Instructions
1. According to the passage on nanoparticles and cell adhesion, what happens to the NPs once their concentration exceeds the threshold C_e*?
2. Pick up the passage on nanoparticles and cell adhesion right after its final sentence and continue writing it.

Provided passage START

This ratio is plotted in Fig. 1D using data collected in the case of S180 cells treated with Carbo20 over a 3 day period. At long times, Ñ_NP⁻¹ tends to a plateau value, as predicted by eqn (2). The measurement of Ñ_NP⁻¹ after a given time provides the sticking efficiency parameter, G = P_NP/P_control, characteristic of a specific cell/NP pair. Several sets of measurements were carried at constant cell concentration (4 × 10⁴ cells mL⁻¹) varying the NP volume fraction from 10⁻⁷ to 10⁻⁵. The change of G with NP concentration after two day (Fig. 2) presents two regimes (Fig. 2F): NPs have no effect on cell/cell adhesion (G = 1) until their concentration exceeds a threshold, C_e*. In this first concentration regime, NPs are internalized by cells, as confirmed by fluorescence imaging of S180 cells treated with NPs (Fig. S1, ESI†). For C > C_e*, NPs are no longer internalized but adsorbed on the cell membrane. They promote cell adhesion characterized by the cell–cell adhesion energy W_CC. This results in an increase of G, which reaches a plateau value, G_S, characterizing the sticking strength of each type of NP. The cell–cell adhesion energy W_CC as a function of NP surface concentration C_m can be written as W_CC = W_CC(0) + C_mU, where W_CC(0) is the adhesion energy in the absence of NPs and U is the energy gain per sticker.^11,12 The probability P_NP for cells to stick upon collision is proportional to e^{β[W_cc(0) + C_mU]}, where β is a numerical factor. G = P_NP/P_control can be written as e^{β[W_cc(0) + C_mU]}/e^βW_cc(0) = e^βC_mU. In the limit of βC_mU ≪ 1, it leads to a linear relationship between G and C_m: G ≈ 1 + αC_m, with α = βU.

Provided passage END
Dataset START

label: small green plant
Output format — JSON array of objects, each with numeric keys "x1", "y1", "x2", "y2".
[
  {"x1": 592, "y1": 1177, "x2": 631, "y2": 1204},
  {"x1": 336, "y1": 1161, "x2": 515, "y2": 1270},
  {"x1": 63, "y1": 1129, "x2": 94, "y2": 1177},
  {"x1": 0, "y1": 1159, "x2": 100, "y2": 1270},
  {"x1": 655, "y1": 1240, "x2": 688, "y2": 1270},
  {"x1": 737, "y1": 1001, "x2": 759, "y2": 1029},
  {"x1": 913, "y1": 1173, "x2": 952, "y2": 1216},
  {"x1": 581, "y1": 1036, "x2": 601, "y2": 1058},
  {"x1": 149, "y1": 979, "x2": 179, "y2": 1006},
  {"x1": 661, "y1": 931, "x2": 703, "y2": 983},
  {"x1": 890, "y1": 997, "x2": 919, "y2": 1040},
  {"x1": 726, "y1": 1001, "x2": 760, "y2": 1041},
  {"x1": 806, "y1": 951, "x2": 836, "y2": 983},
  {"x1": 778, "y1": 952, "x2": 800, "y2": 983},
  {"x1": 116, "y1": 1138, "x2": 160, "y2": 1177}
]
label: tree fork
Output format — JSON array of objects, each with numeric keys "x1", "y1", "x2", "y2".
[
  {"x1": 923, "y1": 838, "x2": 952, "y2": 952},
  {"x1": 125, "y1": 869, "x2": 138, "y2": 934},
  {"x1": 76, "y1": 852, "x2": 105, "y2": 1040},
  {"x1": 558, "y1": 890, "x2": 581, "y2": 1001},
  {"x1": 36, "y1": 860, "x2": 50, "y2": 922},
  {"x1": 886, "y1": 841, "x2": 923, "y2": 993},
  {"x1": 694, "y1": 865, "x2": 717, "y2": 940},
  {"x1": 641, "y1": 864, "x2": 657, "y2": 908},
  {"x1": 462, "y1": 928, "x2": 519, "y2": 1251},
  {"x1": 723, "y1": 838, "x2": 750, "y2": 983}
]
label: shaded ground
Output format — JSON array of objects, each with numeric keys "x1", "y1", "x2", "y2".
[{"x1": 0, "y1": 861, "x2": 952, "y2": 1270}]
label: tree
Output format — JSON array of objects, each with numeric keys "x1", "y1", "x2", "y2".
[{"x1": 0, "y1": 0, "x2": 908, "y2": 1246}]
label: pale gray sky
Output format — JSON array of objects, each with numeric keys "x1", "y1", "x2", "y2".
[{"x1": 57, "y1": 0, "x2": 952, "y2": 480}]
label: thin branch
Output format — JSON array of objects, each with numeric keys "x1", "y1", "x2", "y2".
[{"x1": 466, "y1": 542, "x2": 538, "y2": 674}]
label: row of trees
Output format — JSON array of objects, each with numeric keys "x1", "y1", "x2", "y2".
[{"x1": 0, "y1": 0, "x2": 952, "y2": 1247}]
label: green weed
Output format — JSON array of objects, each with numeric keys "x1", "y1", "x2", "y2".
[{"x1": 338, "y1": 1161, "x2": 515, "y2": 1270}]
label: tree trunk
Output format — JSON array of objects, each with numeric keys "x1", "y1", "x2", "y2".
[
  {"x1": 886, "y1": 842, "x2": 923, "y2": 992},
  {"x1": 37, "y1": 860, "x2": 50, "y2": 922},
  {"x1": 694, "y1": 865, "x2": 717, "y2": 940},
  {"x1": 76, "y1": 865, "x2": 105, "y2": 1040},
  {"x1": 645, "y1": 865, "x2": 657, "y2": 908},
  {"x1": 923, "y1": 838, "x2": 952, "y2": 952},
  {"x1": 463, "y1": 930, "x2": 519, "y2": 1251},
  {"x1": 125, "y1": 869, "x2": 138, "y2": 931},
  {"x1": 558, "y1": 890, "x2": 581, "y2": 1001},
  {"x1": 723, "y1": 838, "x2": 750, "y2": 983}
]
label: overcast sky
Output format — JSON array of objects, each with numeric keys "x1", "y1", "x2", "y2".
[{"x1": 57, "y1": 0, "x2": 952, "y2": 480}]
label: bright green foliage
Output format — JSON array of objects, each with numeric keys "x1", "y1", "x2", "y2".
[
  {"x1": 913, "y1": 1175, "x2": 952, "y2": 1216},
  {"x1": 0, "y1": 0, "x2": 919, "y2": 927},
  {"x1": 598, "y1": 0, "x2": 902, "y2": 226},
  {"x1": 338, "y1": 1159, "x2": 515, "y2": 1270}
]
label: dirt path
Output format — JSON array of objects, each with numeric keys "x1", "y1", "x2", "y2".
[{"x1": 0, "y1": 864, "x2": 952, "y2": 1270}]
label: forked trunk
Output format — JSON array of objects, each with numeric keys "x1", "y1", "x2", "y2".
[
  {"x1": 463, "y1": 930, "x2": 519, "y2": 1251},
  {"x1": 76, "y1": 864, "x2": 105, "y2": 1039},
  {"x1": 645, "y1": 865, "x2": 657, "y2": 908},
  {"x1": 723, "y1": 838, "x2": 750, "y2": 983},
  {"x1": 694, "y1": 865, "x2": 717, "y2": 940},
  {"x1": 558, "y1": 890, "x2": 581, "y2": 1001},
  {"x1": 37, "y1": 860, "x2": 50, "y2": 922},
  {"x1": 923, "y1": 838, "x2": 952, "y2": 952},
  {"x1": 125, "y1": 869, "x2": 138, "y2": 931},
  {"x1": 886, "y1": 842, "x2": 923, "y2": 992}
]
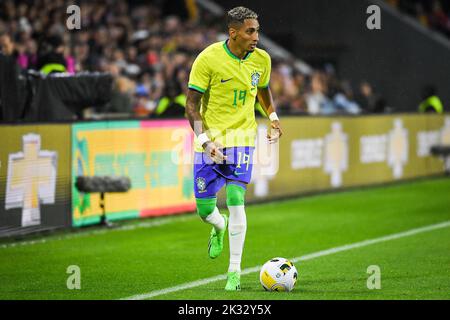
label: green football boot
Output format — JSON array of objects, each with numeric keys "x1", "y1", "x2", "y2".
[
  {"x1": 225, "y1": 272, "x2": 241, "y2": 291},
  {"x1": 208, "y1": 214, "x2": 228, "y2": 259}
]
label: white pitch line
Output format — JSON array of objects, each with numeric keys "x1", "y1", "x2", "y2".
[{"x1": 121, "y1": 220, "x2": 450, "y2": 300}]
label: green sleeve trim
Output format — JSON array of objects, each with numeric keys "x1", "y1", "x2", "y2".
[
  {"x1": 188, "y1": 83, "x2": 206, "y2": 93},
  {"x1": 258, "y1": 82, "x2": 269, "y2": 89}
]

Dataset END

Answers to the exercises
1. They are no longer internalized but are adsorbed on the cell membrane.

2.
Fig. 2 (A–E) Plots of the changes of G as a function of NP concentration expressed in number of NPs per unit of volume for S180 cells treated with different types of NPs; data points are shown in black; the red lines are the fits of the data using the 3-state model for the formation of aggregates with (A) Carbo20, (B) Carbo200, (C) Carbo1000, (D) Amine200 and (E) SiO₂; (F) schematic representation of the plots of G vs. NP concentration indicating the characteristic concentrations used in the three-state model employed; C_e: NP concentration in numbers per volume unit; C_e*: NP concentration corresponding to the internalization threshold; C_e**: NP concentration corresponding to the threshold of saturation of the cell membrane surface; C_L: Langmuir concentration; error bars represent the standard error over 20 drops taken from the same Petri dish.

The aim is to calculate C_m because the adhesive effect is due to the NPs located on the membrane. The spatial distribution of NPs is evaluated using the dynamical model shown in Fig. 1E. The NPs are located (i) in the bulk solution, with a concentration C_e assumed to be constant with time as the NPs are in excess; (ii) on the cell membrane, with a surface concentration C_m; and (iii) internalized in the cell, with a concentration C_i. The internalization of NPs and their removal are crucial for therapeutic applications. The mechanisms of endocytosis and exocytosis of NPs are well described in ref. 13.

To describe the adsorption, the endocytosis and exocytosis of NPs in the cells, we introduce four rate constants defined in Fig. 1E: k₁ and k₂ associated with the adsorption and desorption of the NPs on the cell membrane, k₃ with the internalization by endocytosis and k₄ with the removal of NPs by exocytosis. From a dimensional analysis, we can write k₁ ≈ r_p³τ_on⁻¹, where τ_on is the adsorption time; k₂ ≈ τ_off⁻¹, where τ_off is the desorption time; k₃ ≈ r_p³τ_in⁻¹, where τ_in is the internalization time; and k₄ ≈ τ_ex⁻¹, where τ_ex is the exit time, which is assumed to be independent of r_p.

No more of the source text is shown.